Pelo lado do lucro, várias startups ligadas a tecnologias ambientais e ecológicas ganham espaço, bem como a tecnologia de limpeza de resíduos, de despoluição. O conceito de economia circular ganha espaço na Europa e em alguns países da Ásia. Milhares de empregos vêm sendo gerados a partir de uma economia amigável ao clima, adaptada às mudanças climáticas. “Há estudos apontando que essa economia deve gerar mundialmente US$ 3 trilhões até 2030”, diz Lima.
Segundo a Organização Internacional do Trabalho (OIT), América Latina e Caribe terão, nos próximos anos, 6 milhões de empregos ligados às energias renováveis. O atual governo dos EUA, ao retornar ao Acordo de Paris, se comprometeu a levantar US$ 20 bilhões em ações para o desenvolvimento sustentável na Amazônia. É dinheiro e possibilidade de trabalho que movimentam uma economia como a brasileira.

⁂

= COMPLETE O SEGUINTE =
(1) De acordo com o trecho sobre economia verde, por que o compromisso do governo dos EUA de levantar US$ 20 bilhões para a Amazônia importa para o Brasil? Responda em uma a três frases.
(2) Segundo o trecho sobre economia verde, quantos empregos ligados às energias renováveis a OIT prevê para a América Latina e o Caribe nos próximos anos?
(3) Edite o trecho sobre economia verde entre "Segundo a Organização" e "como a brasileira.", inclusive, substituindo "energias renováveis" por "energias limpas".

⁂

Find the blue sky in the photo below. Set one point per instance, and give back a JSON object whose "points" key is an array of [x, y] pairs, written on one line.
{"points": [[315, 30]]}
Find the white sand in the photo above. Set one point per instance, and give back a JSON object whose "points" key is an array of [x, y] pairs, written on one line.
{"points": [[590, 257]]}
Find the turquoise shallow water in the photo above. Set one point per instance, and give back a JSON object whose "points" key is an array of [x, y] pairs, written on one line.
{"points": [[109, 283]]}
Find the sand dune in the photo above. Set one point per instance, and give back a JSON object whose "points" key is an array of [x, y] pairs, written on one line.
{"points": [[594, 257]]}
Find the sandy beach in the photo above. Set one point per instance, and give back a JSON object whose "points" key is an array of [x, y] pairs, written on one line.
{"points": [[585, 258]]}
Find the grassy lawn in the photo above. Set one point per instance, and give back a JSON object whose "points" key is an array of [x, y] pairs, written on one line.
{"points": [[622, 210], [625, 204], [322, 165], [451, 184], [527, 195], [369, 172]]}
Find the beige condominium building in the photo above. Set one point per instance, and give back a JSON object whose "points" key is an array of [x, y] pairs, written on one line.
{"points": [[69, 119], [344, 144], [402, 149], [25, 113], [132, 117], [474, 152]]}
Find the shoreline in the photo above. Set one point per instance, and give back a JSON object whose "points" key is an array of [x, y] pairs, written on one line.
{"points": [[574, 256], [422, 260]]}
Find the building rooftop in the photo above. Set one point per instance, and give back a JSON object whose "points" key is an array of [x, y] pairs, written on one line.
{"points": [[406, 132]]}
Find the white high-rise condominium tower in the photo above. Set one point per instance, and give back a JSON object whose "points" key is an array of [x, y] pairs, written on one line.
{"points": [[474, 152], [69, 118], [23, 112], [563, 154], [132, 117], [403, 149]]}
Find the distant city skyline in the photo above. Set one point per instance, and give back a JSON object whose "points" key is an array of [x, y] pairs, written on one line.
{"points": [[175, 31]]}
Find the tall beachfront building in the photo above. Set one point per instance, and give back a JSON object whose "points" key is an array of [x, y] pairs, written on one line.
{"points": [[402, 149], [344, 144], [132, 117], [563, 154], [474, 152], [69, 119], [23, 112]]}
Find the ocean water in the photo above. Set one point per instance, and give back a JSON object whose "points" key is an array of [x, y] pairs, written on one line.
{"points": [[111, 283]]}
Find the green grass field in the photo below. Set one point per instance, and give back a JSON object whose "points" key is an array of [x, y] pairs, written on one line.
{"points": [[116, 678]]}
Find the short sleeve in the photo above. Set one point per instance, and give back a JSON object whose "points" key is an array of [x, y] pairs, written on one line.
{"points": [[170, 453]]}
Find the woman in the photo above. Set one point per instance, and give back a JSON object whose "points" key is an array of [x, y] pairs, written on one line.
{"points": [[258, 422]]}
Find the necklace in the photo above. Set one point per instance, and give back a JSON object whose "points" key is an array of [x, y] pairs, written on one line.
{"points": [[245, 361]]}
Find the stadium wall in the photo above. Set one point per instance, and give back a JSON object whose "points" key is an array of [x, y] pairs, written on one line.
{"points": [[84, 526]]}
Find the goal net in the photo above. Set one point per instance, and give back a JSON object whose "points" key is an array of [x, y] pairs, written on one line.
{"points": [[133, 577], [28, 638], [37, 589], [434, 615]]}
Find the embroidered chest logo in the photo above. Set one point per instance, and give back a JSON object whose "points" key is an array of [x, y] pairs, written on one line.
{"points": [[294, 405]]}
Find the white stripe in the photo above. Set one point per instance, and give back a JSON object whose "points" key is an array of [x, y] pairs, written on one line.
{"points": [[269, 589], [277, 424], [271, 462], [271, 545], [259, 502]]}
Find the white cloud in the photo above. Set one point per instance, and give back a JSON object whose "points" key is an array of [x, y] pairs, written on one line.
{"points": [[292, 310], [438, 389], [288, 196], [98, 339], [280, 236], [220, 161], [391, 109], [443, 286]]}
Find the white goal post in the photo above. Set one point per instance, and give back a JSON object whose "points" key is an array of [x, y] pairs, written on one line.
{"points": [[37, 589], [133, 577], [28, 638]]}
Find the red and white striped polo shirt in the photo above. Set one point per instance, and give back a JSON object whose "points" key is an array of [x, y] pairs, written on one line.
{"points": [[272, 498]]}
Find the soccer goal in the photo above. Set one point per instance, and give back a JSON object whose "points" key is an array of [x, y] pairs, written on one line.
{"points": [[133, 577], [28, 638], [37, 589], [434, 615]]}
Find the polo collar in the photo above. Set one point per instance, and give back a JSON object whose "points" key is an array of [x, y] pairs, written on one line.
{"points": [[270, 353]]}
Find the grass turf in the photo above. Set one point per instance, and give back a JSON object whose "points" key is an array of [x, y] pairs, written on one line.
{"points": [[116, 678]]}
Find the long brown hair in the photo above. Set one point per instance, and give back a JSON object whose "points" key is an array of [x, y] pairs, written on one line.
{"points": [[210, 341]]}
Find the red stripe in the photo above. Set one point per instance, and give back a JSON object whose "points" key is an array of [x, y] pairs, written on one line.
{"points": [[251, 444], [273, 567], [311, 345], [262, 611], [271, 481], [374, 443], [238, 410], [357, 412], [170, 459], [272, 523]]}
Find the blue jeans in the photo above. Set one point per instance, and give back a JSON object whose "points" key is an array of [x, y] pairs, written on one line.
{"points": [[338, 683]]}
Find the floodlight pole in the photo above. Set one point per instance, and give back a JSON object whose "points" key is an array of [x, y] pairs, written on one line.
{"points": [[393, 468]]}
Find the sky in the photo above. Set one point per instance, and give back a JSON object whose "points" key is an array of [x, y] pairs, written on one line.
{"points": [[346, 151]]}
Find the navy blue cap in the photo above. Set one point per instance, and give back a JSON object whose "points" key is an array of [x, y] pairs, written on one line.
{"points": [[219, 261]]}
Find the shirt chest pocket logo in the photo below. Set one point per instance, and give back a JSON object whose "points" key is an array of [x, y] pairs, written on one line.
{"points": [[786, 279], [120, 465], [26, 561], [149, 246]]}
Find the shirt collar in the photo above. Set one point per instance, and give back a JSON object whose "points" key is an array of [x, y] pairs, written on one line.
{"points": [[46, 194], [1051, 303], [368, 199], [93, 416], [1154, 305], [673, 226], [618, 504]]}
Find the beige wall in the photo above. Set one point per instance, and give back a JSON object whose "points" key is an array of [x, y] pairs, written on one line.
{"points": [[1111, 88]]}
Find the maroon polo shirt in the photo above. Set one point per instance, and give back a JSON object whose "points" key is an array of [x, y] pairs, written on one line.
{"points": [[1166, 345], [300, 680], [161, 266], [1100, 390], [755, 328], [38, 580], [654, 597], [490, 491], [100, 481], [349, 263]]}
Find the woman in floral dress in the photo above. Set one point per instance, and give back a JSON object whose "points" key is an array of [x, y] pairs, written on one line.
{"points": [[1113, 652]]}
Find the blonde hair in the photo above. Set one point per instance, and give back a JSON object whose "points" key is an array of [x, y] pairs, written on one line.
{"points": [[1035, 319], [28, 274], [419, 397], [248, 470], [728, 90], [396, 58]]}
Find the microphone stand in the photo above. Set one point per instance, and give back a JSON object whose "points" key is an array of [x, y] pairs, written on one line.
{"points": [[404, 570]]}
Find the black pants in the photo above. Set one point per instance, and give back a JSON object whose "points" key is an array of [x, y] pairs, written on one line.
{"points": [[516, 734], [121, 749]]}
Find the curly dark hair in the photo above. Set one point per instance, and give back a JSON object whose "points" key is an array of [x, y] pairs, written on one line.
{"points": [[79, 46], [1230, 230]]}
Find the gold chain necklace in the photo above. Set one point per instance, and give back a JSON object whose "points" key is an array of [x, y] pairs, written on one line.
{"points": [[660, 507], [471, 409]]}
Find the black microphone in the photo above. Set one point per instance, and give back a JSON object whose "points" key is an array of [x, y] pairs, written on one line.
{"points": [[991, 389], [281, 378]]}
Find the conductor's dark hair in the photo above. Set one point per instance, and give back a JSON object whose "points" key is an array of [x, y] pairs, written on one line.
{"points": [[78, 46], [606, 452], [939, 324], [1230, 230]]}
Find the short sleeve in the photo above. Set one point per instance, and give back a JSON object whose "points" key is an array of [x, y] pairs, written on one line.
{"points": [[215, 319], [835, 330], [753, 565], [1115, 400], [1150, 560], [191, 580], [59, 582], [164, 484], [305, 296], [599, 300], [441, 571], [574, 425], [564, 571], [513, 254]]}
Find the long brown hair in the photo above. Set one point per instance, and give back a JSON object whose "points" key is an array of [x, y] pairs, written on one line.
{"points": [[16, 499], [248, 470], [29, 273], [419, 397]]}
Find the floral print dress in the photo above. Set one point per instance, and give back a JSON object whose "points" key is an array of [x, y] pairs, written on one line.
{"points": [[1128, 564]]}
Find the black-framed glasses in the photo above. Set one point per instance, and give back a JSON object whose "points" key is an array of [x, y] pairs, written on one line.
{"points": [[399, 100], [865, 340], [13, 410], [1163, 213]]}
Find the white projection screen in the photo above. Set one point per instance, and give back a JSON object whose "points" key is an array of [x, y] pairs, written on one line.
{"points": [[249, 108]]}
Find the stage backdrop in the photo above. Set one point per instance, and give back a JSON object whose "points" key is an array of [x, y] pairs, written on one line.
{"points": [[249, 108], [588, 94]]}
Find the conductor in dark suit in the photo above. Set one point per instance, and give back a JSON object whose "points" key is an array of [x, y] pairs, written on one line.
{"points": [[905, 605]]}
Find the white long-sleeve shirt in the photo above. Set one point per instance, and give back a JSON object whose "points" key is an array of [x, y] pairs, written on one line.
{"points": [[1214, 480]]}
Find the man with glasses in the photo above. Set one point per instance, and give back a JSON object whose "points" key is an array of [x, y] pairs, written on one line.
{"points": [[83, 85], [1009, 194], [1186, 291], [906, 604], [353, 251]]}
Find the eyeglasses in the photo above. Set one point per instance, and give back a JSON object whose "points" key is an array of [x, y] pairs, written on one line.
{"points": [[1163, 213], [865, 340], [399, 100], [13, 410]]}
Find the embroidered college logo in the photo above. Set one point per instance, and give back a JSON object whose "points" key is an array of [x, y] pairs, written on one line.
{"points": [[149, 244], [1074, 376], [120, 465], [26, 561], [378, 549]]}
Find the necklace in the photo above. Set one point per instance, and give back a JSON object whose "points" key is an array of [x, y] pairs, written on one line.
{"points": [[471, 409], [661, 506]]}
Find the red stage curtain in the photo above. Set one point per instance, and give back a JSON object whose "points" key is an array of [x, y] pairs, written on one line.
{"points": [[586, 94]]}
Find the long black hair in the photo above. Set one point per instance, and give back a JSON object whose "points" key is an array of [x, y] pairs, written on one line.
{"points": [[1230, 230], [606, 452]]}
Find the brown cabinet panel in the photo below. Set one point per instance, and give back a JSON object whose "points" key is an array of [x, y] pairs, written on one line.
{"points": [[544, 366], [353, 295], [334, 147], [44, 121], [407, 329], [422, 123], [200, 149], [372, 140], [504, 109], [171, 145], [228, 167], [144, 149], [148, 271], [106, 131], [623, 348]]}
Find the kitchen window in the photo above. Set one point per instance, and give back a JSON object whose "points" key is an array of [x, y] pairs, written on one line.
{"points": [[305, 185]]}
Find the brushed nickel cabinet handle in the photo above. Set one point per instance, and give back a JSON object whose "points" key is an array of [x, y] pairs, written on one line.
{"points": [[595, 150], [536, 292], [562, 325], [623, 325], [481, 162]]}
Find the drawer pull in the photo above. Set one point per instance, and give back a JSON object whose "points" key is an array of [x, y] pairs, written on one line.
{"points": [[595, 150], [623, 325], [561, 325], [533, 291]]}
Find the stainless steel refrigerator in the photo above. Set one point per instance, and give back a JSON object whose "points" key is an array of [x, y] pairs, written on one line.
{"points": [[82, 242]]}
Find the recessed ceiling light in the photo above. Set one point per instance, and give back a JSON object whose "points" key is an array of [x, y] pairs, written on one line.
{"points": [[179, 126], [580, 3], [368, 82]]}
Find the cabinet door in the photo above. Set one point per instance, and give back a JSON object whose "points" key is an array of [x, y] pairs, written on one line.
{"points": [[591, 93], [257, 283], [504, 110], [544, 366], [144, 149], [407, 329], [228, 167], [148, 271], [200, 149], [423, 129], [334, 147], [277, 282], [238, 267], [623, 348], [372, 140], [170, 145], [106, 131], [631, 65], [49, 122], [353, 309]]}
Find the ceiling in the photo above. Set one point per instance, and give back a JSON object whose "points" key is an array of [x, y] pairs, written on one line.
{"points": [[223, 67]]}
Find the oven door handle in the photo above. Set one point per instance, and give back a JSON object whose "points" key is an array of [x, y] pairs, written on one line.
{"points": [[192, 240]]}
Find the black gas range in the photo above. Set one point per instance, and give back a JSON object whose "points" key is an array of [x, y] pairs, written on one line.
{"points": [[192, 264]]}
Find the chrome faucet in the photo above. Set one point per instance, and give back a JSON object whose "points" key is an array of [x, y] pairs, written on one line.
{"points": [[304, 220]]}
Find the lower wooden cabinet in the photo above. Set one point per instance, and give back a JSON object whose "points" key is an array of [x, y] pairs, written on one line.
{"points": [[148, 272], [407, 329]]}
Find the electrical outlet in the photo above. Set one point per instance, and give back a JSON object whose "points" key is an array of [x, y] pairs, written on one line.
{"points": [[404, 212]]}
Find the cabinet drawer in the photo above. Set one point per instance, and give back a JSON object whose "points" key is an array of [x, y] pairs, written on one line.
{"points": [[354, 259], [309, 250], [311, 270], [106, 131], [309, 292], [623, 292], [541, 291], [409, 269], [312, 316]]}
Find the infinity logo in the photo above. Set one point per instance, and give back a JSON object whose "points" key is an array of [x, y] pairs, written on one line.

⁂

= RESPOSTAS ÀS TAREFAS =
(1) Porque se trata de dinheiro e de possibilidade de trabalho, que movimentam uma economia como a brasileira. O governo dos EUA assumiu esse compromisso ao retornar ao Acordo de Paris, com ações voltadas ao desenvolvimento sustentável na Amazônia.

(2) Seis milhões de empregos.

(3)
Segundo a Organização Internacional do Trabalho (OIT), América Latina e Caribe terão, nos próximos anos, 6 milhões de empregos ligados às energias limpas. O atual governo dos EUA, ao retornar ao Acordo de Paris, se comprometeu a levantar US$ 20 bilhões em ações para o desenvolvimento sustentável na Amazônia. É dinheiro e possibilidade de trabalho que movimentam uma economia como a brasileira.